REQUEST 1 — List each point made under the "Notes:" heading in the nimbus failover thread.
REQUEST 2 — From the nimbus failover thread, reproduce the passage starting at "To avoid this" and ending at "a better option?", word for word.

EXTRACT PROVIDED —
⟨
Notes:
- Nimbus going down temporarily is not a threat to running topologies, they
will stay up.
- If nimbus local state on disk is lost, topologies will be lost as well.
- Currently multiple nimbus instances conflict, however...
- ...there is work to provide high-availability to nimbus:
https://issues.apache.org/jira/browse/STORM-166
In the scenario when the nimbus host is permanently lost, here is something
that might work:
- Configure nimbus host file system as shared storage (like NFS)
- <nimbus host dies!>
- provision a second nimbus host, with the old host name, and using the shared
storage
- restart nimbus on the new host
This should preserve running topologies, but make sure never to run two nimbus
daemons concurrently or else the cluster will be unusable.
--
Derek
On 5/15/14, 7:46, Krzysztof Sadowski wrote:
Let's imagine the following scenario:
- machine with one supervisor goes down
- machine with nimbus goes down
Right now, because some workers go down as well, a few queues are not
drained properly, what causes that these queues are continuously increasing
in size.
To avoid this situation we should rebalance the topology in order to
distribute the load across all of the remaining supervisors, but to do this
I need the nimbus to be up and running. Moreover the basic monitoring
information is not available because StormUI is also not working.
My question is: What is a devops operation when the machine with nimbus
dies and what can be done to minimize its unavailability period? Should we
install nimbus on second machine and run it after first machine dies -
something similar to failover services? Can we run more than one nimbus? Or
maybe there is a better option?
Thanks for help
Krzysztof Sadowski
⟩
DATA SHOWN —
⟨
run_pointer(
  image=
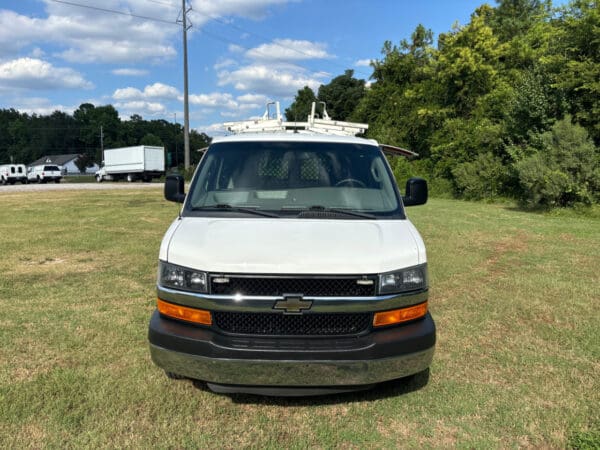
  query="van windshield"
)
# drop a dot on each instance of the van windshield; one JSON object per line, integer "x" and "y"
{"x": 293, "y": 178}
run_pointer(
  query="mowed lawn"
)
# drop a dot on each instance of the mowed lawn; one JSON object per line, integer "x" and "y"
{"x": 515, "y": 296}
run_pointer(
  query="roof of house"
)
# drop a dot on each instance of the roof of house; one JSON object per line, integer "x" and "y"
{"x": 59, "y": 160}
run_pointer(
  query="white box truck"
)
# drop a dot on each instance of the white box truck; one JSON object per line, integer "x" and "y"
{"x": 142, "y": 162}
{"x": 11, "y": 173}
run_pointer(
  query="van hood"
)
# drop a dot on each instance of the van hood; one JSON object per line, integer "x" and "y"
{"x": 292, "y": 246}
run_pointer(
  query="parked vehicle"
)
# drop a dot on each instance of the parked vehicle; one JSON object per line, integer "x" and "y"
{"x": 292, "y": 268}
{"x": 11, "y": 173}
{"x": 141, "y": 162}
{"x": 44, "y": 173}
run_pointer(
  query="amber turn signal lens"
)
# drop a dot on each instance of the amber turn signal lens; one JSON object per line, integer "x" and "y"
{"x": 395, "y": 316}
{"x": 184, "y": 313}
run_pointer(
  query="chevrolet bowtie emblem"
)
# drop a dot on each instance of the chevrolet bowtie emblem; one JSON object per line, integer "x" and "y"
{"x": 292, "y": 304}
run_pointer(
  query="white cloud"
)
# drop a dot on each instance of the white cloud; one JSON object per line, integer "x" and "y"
{"x": 153, "y": 91}
{"x": 90, "y": 36}
{"x": 224, "y": 63}
{"x": 234, "y": 48}
{"x": 143, "y": 108}
{"x": 40, "y": 106}
{"x": 37, "y": 53}
{"x": 214, "y": 100}
{"x": 87, "y": 35}
{"x": 288, "y": 50}
{"x": 269, "y": 81}
{"x": 256, "y": 9}
{"x": 130, "y": 72}
{"x": 32, "y": 73}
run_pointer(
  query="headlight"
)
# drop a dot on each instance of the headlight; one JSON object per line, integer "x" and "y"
{"x": 410, "y": 279}
{"x": 177, "y": 277}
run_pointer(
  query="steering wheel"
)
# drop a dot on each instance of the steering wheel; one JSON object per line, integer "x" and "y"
{"x": 350, "y": 181}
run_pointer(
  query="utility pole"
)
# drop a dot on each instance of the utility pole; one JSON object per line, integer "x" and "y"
{"x": 186, "y": 111}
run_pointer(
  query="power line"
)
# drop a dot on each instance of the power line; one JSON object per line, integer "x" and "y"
{"x": 114, "y": 11}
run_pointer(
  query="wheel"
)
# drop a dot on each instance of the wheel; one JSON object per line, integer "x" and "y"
{"x": 350, "y": 181}
{"x": 174, "y": 376}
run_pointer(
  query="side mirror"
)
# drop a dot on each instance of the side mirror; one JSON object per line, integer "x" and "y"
{"x": 174, "y": 188}
{"x": 416, "y": 192}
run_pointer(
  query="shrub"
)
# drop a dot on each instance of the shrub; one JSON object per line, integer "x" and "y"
{"x": 564, "y": 171}
{"x": 481, "y": 178}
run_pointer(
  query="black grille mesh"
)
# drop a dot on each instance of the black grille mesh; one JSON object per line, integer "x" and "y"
{"x": 318, "y": 287}
{"x": 290, "y": 325}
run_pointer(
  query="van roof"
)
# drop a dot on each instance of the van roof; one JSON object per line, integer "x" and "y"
{"x": 293, "y": 137}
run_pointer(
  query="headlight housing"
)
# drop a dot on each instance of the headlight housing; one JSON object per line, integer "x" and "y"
{"x": 405, "y": 280}
{"x": 177, "y": 277}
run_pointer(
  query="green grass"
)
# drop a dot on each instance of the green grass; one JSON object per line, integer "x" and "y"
{"x": 515, "y": 296}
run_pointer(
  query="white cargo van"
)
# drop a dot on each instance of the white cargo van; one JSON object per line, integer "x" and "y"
{"x": 44, "y": 173}
{"x": 292, "y": 268}
{"x": 11, "y": 173}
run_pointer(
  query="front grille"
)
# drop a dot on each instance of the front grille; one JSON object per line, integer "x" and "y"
{"x": 278, "y": 286}
{"x": 319, "y": 324}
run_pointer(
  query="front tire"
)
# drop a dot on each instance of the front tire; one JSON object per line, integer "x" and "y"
{"x": 174, "y": 376}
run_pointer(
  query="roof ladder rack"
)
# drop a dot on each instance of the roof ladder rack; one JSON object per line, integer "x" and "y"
{"x": 270, "y": 124}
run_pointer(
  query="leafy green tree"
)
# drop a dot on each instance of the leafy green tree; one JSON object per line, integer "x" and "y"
{"x": 578, "y": 57}
{"x": 565, "y": 170}
{"x": 299, "y": 110}
{"x": 341, "y": 95}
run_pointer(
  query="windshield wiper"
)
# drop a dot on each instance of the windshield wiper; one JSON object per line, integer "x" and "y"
{"x": 227, "y": 207}
{"x": 348, "y": 212}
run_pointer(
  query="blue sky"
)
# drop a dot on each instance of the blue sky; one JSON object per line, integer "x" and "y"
{"x": 242, "y": 53}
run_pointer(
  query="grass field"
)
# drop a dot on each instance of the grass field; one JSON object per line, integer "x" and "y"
{"x": 515, "y": 296}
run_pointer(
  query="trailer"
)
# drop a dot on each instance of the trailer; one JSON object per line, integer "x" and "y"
{"x": 11, "y": 173}
{"x": 142, "y": 162}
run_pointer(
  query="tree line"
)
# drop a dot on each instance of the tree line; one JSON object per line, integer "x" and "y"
{"x": 506, "y": 105}
{"x": 27, "y": 137}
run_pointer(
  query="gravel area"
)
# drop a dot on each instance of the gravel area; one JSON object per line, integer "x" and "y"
{"x": 76, "y": 186}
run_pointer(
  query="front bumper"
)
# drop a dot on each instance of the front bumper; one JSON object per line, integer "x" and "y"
{"x": 379, "y": 356}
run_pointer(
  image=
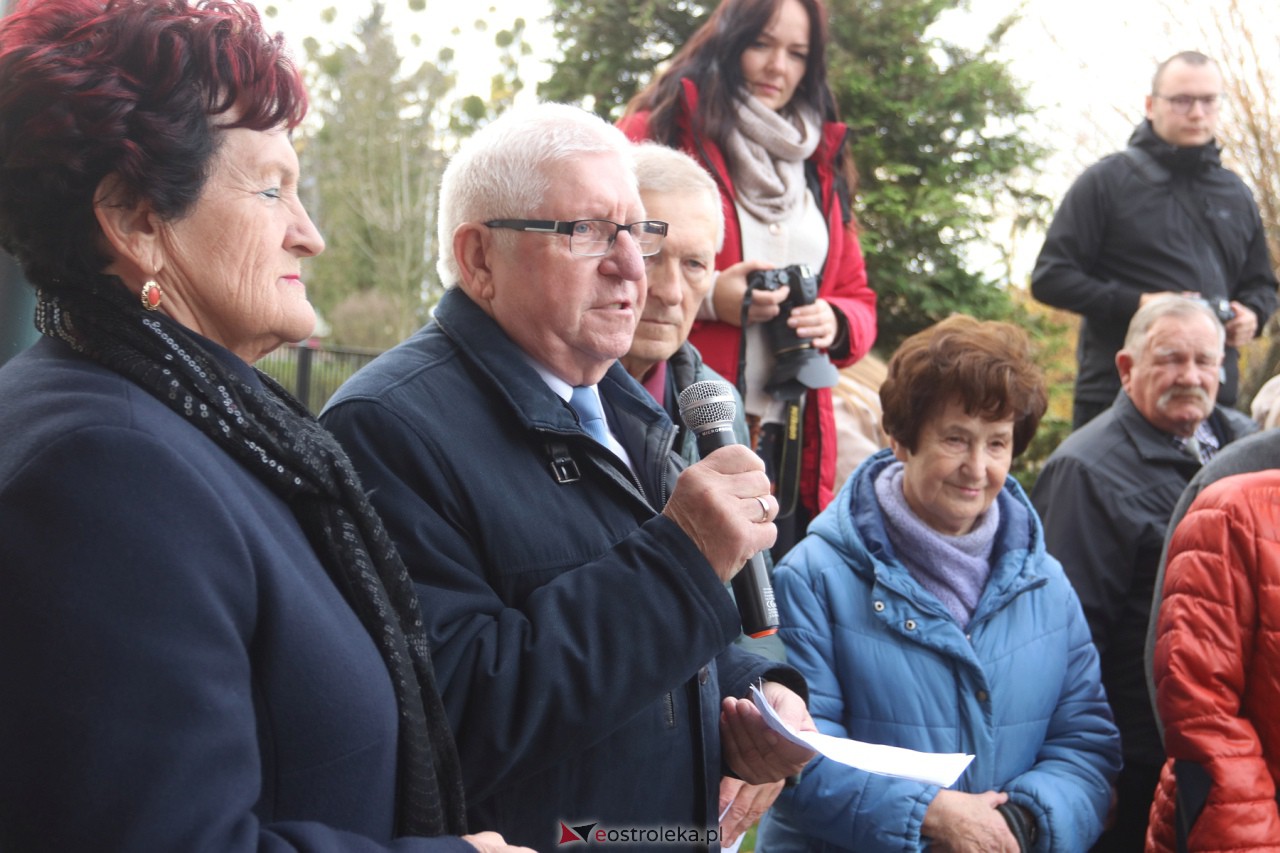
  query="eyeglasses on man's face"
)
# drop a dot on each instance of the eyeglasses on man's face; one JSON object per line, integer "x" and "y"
{"x": 1183, "y": 104}
{"x": 593, "y": 237}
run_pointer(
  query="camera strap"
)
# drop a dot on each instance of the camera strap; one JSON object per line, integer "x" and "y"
{"x": 789, "y": 460}
{"x": 741, "y": 345}
{"x": 780, "y": 446}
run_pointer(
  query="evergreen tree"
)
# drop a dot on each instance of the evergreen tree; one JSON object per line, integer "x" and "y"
{"x": 373, "y": 169}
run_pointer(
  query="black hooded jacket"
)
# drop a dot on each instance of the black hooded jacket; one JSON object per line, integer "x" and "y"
{"x": 1127, "y": 228}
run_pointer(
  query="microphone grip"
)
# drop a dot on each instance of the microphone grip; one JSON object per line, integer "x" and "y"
{"x": 752, "y": 585}
{"x": 754, "y": 594}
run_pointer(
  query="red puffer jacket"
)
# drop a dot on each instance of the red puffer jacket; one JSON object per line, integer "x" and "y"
{"x": 1217, "y": 669}
{"x": 844, "y": 286}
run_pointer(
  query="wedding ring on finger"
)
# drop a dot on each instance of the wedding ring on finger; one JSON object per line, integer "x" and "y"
{"x": 764, "y": 509}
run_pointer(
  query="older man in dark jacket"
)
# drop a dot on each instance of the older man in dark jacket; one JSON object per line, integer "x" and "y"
{"x": 1106, "y": 496}
{"x": 571, "y": 575}
{"x": 1161, "y": 215}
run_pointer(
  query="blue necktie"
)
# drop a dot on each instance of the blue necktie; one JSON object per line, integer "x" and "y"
{"x": 588, "y": 407}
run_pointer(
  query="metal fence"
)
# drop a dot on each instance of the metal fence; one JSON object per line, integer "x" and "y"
{"x": 311, "y": 372}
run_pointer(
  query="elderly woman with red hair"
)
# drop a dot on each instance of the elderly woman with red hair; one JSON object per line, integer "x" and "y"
{"x": 206, "y": 639}
{"x": 924, "y": 612}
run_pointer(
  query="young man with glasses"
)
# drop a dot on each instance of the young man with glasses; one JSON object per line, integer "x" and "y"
{"x": 1162, "y": 215}
{"x": 571, "y": 575}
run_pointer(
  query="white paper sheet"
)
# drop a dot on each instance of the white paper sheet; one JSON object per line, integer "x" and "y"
{"x": 937, "y": 769}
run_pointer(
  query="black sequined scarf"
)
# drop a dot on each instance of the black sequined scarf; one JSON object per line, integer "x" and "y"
{"x": 275, "y": 438}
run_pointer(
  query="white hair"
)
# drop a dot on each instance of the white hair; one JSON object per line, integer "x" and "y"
{"x": 663, "y": 169}
{"x": 503, "y": 172}
{"x": 1173, "y": 305}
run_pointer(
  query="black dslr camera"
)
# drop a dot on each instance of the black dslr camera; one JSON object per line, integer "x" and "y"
{"x": 799, "y": 366}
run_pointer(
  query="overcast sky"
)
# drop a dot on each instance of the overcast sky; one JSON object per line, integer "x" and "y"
{"x": 1087, "y": 64}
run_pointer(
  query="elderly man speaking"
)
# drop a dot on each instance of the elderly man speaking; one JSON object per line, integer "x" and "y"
{"x": 571, "y": 575}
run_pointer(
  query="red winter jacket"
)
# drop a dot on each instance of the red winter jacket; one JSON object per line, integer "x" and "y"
{"x": 1217, "y": 669}
{"x": 844, "y": 286}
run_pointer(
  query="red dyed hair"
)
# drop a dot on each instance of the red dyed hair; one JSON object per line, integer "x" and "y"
{"x": 984, "y": 365}
{"x": 133, "y": 89}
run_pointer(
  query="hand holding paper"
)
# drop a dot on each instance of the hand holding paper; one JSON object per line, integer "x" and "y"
{"x": 753, "y": 748}
{"x": 937, "y": 769}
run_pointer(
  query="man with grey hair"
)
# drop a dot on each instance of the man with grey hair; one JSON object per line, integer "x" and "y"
{"x": 1106, "y": 496}
{"x": 571, "y": 575}
{"x": 1161, "y": 215}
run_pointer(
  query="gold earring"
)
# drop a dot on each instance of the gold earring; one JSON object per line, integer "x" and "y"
{"x": 151, "y": 295}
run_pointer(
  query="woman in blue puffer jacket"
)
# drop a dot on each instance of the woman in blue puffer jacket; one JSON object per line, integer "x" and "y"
{"x": 924, "y": 612}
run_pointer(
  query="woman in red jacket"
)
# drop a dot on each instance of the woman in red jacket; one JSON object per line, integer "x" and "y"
{"x": 748, "y": 97}
{"x": 1217, "y": 673}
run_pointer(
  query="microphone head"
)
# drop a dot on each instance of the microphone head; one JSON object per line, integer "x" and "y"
{"x": 705, "y": 405}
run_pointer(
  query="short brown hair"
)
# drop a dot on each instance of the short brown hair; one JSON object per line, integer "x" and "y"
{"x": 984, "y": 365}
{"x": 1188, "y": 56}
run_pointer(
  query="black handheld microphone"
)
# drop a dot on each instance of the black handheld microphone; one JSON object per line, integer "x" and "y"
{"x": 708, "y": 409}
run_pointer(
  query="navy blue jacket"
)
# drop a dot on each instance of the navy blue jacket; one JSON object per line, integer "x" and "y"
{"x": 178, "y": 670}
{"x": 581, "y": 641}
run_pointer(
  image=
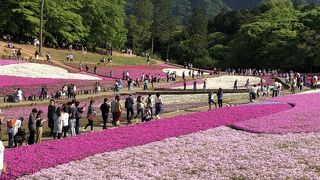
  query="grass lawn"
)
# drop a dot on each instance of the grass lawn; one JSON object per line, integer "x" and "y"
{"x": 95, "y": 58}
{"x": 61, "y": 54}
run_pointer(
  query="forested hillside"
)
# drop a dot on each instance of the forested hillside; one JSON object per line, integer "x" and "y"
{"x": 274, "y": 34}
{"x": 243, "y": 4}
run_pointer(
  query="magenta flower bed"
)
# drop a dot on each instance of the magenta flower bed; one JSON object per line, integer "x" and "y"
{"x": 30, "y": 159}
{"x": 304, "y": 117}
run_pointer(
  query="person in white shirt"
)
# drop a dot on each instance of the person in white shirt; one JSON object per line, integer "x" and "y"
{"x": 158, "y": 105}
{"x": 65, "y": 121}
{"x": 2, "y": 164}
{"x": 150, "y": 102}
{"x": 57, "y": 129}
{"x": 19, "y": 95}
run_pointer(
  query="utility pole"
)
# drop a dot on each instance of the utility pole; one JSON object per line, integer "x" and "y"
{"x": 41, "y": 26}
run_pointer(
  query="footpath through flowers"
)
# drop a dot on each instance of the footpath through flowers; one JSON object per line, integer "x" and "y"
{"x": 49, "y": 154}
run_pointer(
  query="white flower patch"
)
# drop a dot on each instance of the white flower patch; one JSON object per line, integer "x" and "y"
{"x": 180, "y": 71}
{"x": 34, "y": 70}
{"x": 226, "y": 82}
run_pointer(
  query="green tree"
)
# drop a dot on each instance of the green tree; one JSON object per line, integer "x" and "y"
{"x": 138, "y": 24}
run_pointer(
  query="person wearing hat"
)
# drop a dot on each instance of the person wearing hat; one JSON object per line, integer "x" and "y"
{"x": 1, "y": 122}
{"x": 12, "y": 127}
{"x": 32, "y": 126}
{"x": 19, "y": 133}
{"x": 39, "y": 123}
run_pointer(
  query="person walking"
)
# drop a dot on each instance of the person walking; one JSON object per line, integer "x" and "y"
{"x": 140, "y": 107}
{"x": 51, "y": 112}
{"x": 57, "y": 129}
{"x": 65, "y": 120}
{"x": 158, "y": 105}
{"x": 145, "y": 85}
{"x": 39, "y": 123}
{"x": 19, "y": 95}
{"x": 149, "y": 102}
{"x": 91, "y": 115}
{"x": 11, "y": 123}
{"x": 105, "y": 110}
{"x": 211, "y": 100}
{"x": 18, "y": 133}
{"x": 116, "y": 111}
{"x": 205, "y": 84}
{"x": 1, "y": 123}
{"x": 32, "y": 126}
{"x": 129, "y": 84}
{"x": 72, "y": 118}
{"x": 129, "y": 107}
{"x": 235, "y": 85}
{"x": 80, "y": 110}
{"x": 220, "y": 97}
{"x": 95, "y": 69}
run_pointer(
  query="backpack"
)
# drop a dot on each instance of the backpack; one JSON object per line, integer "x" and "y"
{"x": 127, "y": 103}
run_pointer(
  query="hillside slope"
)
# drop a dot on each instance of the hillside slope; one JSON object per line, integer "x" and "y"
{"x": 243, "y": 4}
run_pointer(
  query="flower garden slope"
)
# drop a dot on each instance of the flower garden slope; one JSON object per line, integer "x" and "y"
{"x": 30, "y": 159}
{"x": 304, "y": 117}
{"x": 220, "y": 153}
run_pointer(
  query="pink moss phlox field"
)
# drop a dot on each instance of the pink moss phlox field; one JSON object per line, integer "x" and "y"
{"x": 30, "y": 159}
{"x": 303, "y": 117}
{"x": 220, "y": 153}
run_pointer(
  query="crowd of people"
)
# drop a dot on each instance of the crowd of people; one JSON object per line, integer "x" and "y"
{"x": 64, "y": 120}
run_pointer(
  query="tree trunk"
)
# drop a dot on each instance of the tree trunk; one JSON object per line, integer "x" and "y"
{"x": 41, "y": 27}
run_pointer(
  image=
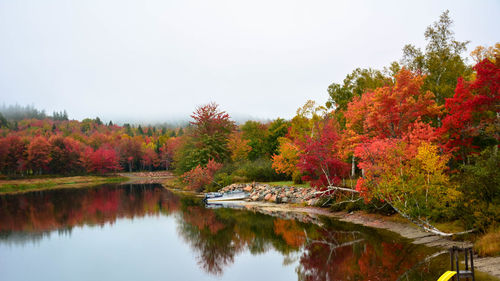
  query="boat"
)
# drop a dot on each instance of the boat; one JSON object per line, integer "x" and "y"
{"x": 236, "y": 204}
{"x": 226, "y": 196}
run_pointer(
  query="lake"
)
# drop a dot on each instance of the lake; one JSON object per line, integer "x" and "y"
{"x": 145, "y": 232}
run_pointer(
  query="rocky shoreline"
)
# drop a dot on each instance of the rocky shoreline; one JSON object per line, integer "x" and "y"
{"x": 275, "y": 194}
{"x": 273, "y": 200}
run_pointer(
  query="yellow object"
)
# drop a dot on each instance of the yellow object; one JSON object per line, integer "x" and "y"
{"x": 447, "y": 275}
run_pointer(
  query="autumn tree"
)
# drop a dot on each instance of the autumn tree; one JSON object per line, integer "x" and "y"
{"x": 65, "y": 154}
{"x": 441, "y": 62}
{"x": 12, "y": 155}
{"x": 256, "y": 134}
{"x": 287, "y": 158}
{"x": 354, "y": 85}
{"x": 207, "y": 139}
{"x": 472, "y": 121}
{"x": 39, "y": 154}
{"x": 238, "y": 147}
{"x": 276, "y": 130}
{"x": 101, "y": 161}
{"x": 319, "y": 157}
{"x": 200, "y": 176}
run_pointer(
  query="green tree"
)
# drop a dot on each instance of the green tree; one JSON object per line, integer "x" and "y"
{"x": 355, "y": 84}
{"x": 441, "y": 62}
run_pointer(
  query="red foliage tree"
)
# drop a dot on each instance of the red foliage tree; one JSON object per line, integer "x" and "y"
{"x": 102, "y": 160}
{"x": 199, "y": 177}
{"x": 319, "y": 160}
{"x": 39, "y": 154}
{"x": 65, "y": 155}
{"x": 12, "y": 155}
{"x": 472, "y": 119}
{"x": 388, "y": 111}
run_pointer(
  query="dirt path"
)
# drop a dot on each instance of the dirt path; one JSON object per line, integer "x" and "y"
{"x": 490, "y": 265}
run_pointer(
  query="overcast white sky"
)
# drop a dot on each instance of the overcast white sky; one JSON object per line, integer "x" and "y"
{"x": 157, "y": 60}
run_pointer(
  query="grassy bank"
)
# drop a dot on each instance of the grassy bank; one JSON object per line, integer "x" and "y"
{"x": 25, "y": 185}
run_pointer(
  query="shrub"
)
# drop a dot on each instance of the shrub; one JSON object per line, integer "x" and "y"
{"x": 199, "y": 177}
{"x": 259, "y": 170}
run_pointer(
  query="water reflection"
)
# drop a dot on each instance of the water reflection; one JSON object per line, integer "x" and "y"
{"x": 318, "y": 248}
{"x": 31, "y": 216}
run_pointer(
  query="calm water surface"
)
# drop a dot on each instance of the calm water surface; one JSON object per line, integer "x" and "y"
{"x": 144, "y": 232}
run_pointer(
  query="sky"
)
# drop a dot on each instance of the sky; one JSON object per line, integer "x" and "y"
{"x": 157, "y": 60}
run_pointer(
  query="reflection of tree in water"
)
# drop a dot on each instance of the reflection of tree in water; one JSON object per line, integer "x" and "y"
{"x": 211, "y": 238}
{"x": 326, "y": 249}
{"x": 355, "y": 255}
{"x": 24, "y": 217}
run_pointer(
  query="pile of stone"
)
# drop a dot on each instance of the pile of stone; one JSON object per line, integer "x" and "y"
{"x": 276, "y": 194}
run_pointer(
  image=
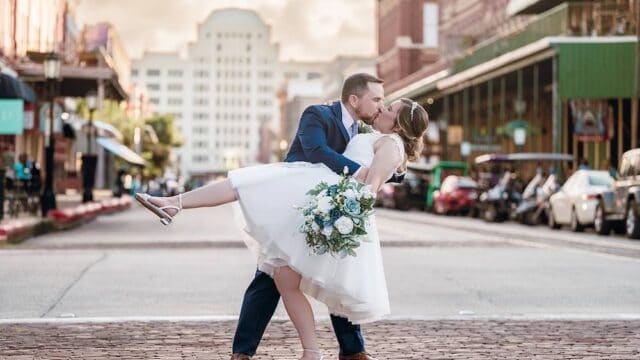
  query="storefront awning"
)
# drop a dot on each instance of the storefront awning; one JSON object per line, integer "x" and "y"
{"x": 120, "y": 150}
{"x": 77, "y": 81}
{"x": 419, "y": 87}
{"x": 589, "y": 67}
{"x": 522, "y": 7}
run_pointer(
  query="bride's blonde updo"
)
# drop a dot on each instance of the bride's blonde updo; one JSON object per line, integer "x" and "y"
{"x": 412, "y": 122}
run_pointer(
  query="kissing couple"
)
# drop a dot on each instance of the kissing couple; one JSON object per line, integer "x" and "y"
{"x": 328, "y": 142}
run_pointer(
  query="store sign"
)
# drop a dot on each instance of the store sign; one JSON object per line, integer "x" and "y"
{"x": 11, "y": 116}
{"x": 45, "y": 114}
{"x": 592, "y": 120}
{"x": 29, "y": 119}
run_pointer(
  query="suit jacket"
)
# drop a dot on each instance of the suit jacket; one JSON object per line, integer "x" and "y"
{"x": 322, "y": 138}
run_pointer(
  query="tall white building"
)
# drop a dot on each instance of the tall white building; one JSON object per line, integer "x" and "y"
{"x": 221, "y": 94}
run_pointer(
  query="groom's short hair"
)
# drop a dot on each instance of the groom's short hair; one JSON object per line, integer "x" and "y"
{"x": 357, "y": 84}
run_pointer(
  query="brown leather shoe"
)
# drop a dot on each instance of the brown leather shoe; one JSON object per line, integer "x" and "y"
{"x": 358, "y": 356}
{"x": 240, "y": 357}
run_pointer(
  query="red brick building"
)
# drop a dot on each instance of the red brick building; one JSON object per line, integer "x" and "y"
{"x": 405, "y": 45}
{"x": 418, "y": 38}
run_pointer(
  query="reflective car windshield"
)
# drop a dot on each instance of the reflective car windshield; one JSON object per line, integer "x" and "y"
{"x": 600, "y": 180}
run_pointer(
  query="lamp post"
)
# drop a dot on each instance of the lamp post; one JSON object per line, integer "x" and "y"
{"x": 519, "y": 137}
{"x": 52, "y": 75}
{"x": 89, "y": 159}
{"x": 443, "y": 126}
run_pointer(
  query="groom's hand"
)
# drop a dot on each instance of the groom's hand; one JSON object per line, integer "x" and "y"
{"x": 361, "y": 176}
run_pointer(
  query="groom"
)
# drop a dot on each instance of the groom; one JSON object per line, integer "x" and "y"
{"x": 322, "y": 136}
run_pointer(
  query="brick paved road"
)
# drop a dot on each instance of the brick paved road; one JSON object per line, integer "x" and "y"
{"x": 437, "y": 339}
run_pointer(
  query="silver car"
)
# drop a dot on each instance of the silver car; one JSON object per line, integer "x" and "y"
{"x": 575, "y": 204}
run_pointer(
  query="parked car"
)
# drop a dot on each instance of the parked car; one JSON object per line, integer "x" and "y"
{"x": 410, "y": 193}
{"x": 576, "y": 202}
{"x": 495, "y": 204}
{"x": 620, "y": 207}
{"x": 500, "y": 201}
{"x": 457, "y": 195}
{"x": 532, "y": 209}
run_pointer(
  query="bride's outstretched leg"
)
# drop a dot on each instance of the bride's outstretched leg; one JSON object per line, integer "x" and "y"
{"x": 214, "y": 194}
{"x": 299, "y": 310}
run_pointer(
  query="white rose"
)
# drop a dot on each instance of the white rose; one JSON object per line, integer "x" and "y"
{"x": 344, "y": 225}
{"x": 324, "y": 205}
{"x": 326, "y": 231}
{"x": 349, "y": 194}
{"x": 366, "y": 192}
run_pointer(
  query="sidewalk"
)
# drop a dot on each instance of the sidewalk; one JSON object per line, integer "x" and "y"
{"x": 70, "y": 213}
{"x": 402, "y": 339}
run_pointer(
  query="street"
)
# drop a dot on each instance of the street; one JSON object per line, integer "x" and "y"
{"x": 128, "y": 271}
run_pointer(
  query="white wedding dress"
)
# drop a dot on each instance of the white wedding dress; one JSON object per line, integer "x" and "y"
{"x": 351, "y": 287}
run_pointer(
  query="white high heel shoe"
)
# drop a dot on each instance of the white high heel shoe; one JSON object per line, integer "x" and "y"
{"x": 316, "y": 353}
{"x": 165, "y": 218}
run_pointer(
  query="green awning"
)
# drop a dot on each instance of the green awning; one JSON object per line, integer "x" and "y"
{"x": 596, "y": 69}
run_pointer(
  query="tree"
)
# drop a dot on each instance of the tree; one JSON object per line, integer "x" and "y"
{"x": 157, "y": 154}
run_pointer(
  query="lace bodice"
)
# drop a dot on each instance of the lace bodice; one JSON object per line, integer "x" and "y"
{"x": 360, "y": 148}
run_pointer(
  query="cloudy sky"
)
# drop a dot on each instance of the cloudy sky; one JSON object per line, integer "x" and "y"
{"x": 306, "y": 29}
⟩
WRITTEN SOLUTION 1 —
- Nimbus going down temporarily is not a threat to running topologies; they will stay up.
- If nimbus local state on disk is lost, topologies will be lost as well.
- Currently multiple nimbus instances conflict.
- There is work to provide high-availability to nimbus (https://issues.apache.org/jira/browse/STORM-166).

WRITTEN SOLUTION 2 —
To avoid this situation we should rebalance the topology in order to
distribute the load across all of the remaining supervisors, but to do this
I need the nimbus to be up and running. Moreover the basic monitoring
information is not available because StormUI is also not working.
My question is: What is a devops operation when the machine with nimbus
dies and what can be done to minimize its unavailability period? Should we
install nimbus on second machine and run it after first machine dies -
something similar to failover services? Can we run more than one nimbus? Or
maybe there is a better option?